GOAL OF THE EXERCISE: Tally up the lines in the following entries where the string "wheel" appears, and answer with the number alone.

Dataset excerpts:

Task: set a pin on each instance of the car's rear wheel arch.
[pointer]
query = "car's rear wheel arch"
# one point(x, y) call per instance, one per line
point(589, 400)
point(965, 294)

EXPECTED ANSWER: 2